Description of the task →
Could you set down the lines from the first line of the entries below through the line with "Target: woman wearing white cap", exactly and with no pictures?
****************
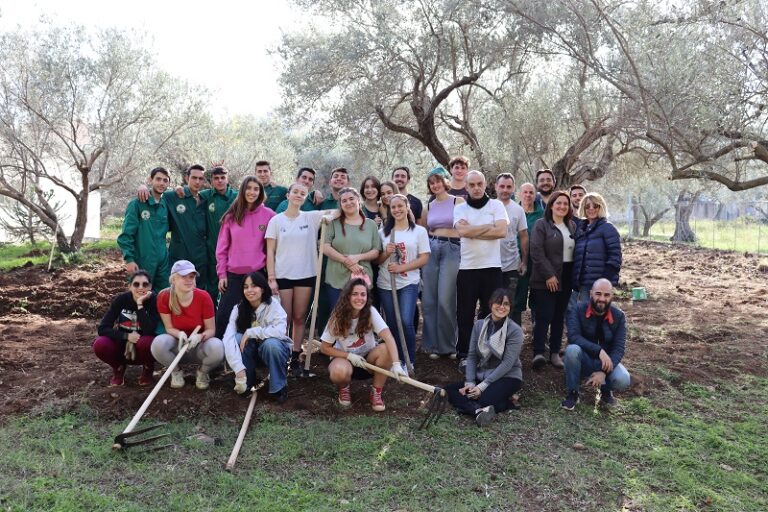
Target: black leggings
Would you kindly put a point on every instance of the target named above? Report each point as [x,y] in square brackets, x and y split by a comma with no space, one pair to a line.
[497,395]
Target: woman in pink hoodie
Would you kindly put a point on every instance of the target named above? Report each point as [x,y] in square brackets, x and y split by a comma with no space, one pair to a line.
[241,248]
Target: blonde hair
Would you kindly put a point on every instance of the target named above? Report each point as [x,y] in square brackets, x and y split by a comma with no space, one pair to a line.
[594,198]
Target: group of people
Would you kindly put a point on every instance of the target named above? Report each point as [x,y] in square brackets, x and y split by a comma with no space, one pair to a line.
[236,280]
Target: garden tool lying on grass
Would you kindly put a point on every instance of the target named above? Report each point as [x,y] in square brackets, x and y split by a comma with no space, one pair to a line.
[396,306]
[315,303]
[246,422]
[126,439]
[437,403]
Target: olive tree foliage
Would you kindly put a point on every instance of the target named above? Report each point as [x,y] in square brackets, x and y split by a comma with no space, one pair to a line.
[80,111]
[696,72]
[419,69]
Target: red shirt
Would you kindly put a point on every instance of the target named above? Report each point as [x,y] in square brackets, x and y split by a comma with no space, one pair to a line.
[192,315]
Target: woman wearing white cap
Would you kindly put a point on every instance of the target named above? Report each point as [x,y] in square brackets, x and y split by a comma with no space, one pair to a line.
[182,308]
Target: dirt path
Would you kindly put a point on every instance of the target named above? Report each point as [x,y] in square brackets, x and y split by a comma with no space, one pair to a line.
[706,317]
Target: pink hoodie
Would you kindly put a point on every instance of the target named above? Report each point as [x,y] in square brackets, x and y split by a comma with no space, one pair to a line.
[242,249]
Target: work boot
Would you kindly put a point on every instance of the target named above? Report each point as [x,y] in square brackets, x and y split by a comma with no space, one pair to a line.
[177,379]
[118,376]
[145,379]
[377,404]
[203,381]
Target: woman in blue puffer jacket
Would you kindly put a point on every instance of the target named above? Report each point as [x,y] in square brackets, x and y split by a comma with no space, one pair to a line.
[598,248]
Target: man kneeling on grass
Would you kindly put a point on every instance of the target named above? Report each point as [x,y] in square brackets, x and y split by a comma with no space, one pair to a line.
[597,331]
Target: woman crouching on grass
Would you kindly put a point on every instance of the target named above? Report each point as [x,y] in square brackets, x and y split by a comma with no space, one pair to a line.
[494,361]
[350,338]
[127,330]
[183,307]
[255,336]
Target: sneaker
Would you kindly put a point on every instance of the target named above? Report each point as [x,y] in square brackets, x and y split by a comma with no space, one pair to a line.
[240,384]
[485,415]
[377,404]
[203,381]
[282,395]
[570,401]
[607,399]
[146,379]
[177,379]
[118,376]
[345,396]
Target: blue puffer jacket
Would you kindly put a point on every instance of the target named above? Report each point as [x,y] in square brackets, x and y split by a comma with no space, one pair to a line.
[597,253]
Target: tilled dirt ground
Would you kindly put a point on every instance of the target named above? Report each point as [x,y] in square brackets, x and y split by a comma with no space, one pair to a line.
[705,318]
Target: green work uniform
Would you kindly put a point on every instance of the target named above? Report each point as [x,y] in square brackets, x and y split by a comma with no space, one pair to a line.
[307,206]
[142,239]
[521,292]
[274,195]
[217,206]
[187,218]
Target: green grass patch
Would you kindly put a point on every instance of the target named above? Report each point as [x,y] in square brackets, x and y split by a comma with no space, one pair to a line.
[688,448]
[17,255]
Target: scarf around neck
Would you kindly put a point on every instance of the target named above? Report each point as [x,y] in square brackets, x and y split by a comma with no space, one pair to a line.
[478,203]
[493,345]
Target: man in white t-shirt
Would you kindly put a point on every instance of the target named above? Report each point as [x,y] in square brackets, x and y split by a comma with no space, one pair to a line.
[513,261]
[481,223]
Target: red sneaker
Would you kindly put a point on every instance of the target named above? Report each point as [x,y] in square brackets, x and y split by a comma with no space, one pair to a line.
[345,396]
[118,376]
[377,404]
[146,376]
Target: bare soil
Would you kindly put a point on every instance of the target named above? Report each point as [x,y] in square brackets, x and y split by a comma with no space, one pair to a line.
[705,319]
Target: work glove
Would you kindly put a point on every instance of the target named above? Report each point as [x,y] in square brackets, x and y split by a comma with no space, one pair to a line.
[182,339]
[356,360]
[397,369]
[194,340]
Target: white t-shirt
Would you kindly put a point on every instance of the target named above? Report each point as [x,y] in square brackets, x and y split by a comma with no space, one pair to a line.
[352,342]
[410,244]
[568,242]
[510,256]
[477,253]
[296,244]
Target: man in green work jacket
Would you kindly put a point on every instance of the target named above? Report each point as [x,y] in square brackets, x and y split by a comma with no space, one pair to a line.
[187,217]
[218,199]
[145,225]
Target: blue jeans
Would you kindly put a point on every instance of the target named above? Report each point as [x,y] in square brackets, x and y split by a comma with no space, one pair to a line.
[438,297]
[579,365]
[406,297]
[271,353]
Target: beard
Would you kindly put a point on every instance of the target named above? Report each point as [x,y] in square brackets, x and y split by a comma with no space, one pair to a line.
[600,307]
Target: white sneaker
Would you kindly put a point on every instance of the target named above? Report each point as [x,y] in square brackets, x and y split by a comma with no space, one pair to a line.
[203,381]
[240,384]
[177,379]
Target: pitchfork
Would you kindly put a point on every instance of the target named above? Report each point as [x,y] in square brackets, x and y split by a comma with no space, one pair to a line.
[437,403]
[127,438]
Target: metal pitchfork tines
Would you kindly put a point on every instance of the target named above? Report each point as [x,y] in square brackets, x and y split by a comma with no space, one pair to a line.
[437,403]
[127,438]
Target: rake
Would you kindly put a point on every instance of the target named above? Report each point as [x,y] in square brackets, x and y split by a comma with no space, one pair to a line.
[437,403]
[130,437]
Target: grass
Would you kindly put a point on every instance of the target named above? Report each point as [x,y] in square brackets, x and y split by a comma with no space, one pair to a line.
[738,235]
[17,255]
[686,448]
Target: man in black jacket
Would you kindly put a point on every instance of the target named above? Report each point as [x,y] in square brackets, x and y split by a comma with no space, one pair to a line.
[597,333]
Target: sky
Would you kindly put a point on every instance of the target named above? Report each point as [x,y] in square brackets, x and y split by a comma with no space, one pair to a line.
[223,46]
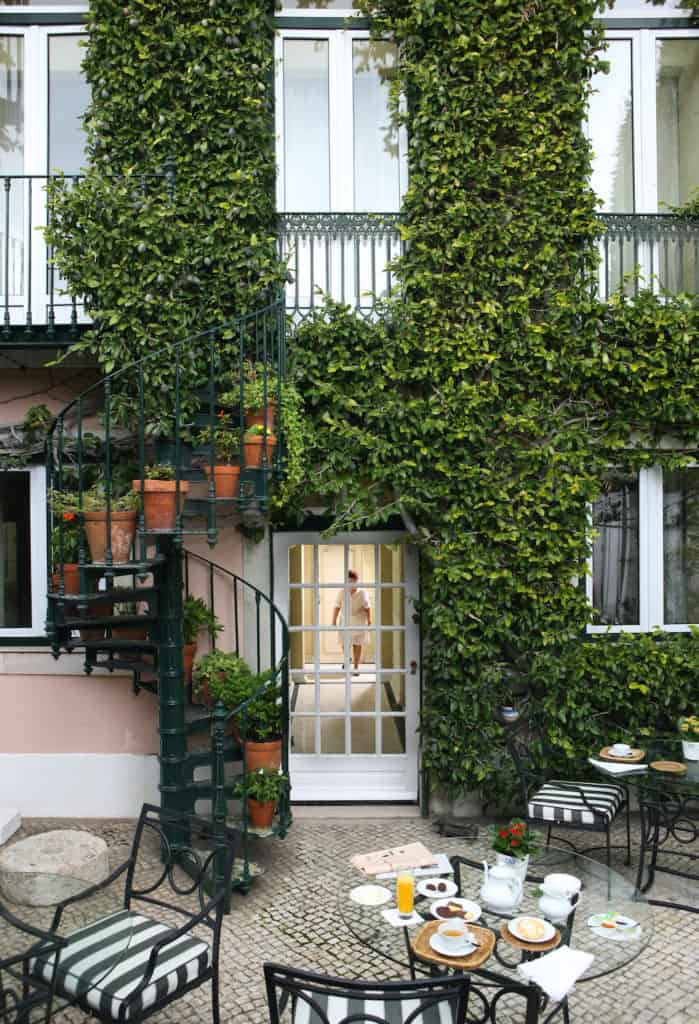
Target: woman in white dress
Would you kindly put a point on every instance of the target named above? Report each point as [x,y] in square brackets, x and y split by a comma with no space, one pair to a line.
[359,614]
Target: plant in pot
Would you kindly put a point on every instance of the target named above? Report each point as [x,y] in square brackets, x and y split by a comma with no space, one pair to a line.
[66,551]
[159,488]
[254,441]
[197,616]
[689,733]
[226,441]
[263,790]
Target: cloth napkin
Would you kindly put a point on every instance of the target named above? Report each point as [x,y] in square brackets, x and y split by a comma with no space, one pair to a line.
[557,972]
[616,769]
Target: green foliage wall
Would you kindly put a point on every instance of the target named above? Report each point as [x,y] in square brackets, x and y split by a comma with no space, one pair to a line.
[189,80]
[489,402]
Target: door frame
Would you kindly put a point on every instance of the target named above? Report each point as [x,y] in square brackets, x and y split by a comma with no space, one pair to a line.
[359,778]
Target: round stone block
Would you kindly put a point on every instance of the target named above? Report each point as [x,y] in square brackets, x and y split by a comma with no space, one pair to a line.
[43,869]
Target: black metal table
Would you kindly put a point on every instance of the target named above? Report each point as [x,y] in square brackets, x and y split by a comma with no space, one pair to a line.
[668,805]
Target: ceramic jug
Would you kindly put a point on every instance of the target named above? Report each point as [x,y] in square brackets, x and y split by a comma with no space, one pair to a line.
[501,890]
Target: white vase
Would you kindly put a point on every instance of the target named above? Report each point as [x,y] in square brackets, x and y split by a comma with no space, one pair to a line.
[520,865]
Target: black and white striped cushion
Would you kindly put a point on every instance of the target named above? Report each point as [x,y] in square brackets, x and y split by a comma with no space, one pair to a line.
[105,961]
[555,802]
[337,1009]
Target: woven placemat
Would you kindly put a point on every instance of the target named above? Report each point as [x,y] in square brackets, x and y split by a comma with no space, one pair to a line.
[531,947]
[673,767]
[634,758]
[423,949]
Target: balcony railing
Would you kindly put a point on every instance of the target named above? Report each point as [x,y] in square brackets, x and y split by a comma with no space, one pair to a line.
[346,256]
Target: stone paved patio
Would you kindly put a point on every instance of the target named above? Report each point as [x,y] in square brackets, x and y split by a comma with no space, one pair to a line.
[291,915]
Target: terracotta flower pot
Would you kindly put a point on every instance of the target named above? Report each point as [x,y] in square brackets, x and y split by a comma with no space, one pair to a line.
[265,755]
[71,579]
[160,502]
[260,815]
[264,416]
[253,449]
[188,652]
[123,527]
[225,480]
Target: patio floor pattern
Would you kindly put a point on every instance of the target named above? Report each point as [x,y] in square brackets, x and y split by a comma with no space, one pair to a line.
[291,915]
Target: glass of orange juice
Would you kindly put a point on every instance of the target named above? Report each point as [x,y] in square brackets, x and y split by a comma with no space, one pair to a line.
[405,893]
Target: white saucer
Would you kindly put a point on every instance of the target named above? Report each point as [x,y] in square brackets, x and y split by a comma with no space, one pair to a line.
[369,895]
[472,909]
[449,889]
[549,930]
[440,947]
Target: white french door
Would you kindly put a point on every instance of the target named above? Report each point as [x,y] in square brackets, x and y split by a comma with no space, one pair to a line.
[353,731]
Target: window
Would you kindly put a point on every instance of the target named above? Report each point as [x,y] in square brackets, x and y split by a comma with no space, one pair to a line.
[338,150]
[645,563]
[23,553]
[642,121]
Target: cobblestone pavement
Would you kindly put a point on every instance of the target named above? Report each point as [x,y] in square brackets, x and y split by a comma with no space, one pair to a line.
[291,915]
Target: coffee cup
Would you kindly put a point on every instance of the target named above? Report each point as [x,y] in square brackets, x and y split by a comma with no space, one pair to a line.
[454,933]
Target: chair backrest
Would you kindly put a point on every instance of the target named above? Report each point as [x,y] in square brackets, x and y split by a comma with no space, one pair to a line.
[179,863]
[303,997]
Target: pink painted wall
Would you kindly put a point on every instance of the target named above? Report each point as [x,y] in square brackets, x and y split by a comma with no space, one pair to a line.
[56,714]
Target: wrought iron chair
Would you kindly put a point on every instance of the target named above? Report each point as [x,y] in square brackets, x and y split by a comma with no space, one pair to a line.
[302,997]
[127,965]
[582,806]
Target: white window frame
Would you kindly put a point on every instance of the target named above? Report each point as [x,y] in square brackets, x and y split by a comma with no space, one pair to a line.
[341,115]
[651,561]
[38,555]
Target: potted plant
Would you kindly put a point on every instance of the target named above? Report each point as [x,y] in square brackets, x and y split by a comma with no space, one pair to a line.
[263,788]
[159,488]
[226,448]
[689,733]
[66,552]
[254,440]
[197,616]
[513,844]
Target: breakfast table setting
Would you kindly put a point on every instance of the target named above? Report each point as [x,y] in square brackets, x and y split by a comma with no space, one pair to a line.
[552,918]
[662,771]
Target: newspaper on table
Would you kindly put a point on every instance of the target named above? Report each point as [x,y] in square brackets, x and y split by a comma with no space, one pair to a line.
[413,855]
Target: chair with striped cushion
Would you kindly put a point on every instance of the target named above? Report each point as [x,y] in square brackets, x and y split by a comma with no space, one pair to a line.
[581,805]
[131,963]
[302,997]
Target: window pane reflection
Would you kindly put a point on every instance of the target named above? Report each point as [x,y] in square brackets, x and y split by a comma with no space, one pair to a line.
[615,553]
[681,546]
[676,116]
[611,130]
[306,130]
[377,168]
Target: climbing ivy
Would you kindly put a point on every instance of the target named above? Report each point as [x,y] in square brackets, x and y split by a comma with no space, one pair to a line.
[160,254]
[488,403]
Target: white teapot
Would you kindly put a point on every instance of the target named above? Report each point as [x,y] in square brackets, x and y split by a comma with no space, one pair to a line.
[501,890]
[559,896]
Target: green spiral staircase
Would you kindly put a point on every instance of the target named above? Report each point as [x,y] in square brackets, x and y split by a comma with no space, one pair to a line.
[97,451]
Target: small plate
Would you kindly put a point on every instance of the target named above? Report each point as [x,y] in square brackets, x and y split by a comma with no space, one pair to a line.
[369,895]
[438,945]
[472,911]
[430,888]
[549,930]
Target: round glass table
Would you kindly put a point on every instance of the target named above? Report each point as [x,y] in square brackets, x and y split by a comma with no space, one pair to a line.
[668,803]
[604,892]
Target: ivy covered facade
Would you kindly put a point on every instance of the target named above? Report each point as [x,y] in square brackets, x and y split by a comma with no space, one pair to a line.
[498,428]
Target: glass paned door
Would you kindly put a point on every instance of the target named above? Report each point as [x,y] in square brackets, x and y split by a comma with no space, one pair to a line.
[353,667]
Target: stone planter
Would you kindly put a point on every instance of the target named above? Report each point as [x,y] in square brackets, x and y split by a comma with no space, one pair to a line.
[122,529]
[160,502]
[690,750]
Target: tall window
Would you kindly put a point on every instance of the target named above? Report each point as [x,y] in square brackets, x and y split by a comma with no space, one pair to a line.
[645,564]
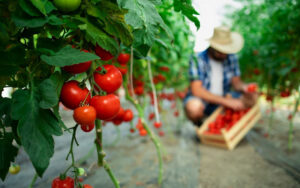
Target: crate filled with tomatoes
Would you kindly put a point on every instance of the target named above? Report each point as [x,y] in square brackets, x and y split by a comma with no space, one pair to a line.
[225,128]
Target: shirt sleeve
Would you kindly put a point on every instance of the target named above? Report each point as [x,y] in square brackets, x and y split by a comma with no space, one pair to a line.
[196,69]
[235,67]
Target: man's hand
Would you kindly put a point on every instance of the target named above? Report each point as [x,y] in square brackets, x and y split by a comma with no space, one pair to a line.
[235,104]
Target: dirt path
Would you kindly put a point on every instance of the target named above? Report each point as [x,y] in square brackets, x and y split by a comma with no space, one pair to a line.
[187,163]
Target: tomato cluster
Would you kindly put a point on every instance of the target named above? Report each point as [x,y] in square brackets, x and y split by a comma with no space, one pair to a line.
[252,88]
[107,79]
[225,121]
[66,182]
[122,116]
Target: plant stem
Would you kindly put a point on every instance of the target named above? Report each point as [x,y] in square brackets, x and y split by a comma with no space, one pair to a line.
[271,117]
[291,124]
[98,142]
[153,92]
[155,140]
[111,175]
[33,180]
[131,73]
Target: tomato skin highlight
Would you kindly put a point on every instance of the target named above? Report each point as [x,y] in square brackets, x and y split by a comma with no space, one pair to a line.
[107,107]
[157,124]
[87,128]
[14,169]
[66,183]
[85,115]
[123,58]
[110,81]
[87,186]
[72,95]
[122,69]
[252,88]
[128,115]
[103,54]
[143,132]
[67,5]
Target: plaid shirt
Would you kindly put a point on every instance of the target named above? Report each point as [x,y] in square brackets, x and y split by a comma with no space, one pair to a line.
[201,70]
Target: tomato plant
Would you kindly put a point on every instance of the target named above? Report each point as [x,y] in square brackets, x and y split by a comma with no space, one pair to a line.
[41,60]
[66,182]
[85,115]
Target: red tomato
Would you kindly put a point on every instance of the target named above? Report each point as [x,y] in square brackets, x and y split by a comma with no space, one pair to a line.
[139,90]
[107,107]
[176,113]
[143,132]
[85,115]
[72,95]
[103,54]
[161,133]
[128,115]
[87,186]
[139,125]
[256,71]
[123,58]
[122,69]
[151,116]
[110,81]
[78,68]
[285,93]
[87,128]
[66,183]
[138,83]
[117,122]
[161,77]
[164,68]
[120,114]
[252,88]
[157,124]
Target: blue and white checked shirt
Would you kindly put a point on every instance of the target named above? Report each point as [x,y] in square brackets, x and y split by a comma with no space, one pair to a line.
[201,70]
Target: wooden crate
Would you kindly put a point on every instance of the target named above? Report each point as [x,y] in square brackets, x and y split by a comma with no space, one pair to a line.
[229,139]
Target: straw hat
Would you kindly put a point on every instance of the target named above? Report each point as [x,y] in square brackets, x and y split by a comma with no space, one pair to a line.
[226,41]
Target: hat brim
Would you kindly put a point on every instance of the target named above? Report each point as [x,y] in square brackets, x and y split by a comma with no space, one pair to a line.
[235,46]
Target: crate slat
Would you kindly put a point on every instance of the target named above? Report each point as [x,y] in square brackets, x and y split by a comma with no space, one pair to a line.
****************
Solution to this task →
Target: black leggings
Would you kindly put a point on every instance of the target named above? Report each point as [x,y] in square brackets, x and y split by a comma with no space, one pair to a line.
[497,395]
Target: woman in pink hoodie
Would you kindly put a point on every instance of the target named above? Report each point as [x,y] in square brackets, x and y split by a comma with no space, one pair to a line.
[241,248]
Target: blonde hair
Would you kindly put a point on every instance of the target named above? Report each point as [x,y] in square brackets, x and y split by a comma with no space, one pair to a line.
[594,198]
Target: group of people
Would you kindly put a point on every instance of the target named above? Report each point as [x,y] in square brackets, x and y split by a comma with no space, one pair to a line.
[236,280]
Target: garden tool lying on grass
Would you kindly put a point on every instance of the target named above? Report each point as [x,y] in square brackets, x and y split by a comma with no space, one pair to a line.
[396,306]
[315,303]
[246,422]
[126,439]
[437,403]
Target: olive tree foliage
Would you kindly put a point on every instance of the target named above? Report each point as [x,y] in square brackets, x and y split by a comma with no space, one pair to a line.
[80,111]
[696,72]
[419,69]
Target: red shirt
Would you kindly put a point on every instance of the target named above? Report each point as [x,y] in square brackets, x and y split by a comma with no space, one pair to a line.
[192,315]
Target: woman wearing white cap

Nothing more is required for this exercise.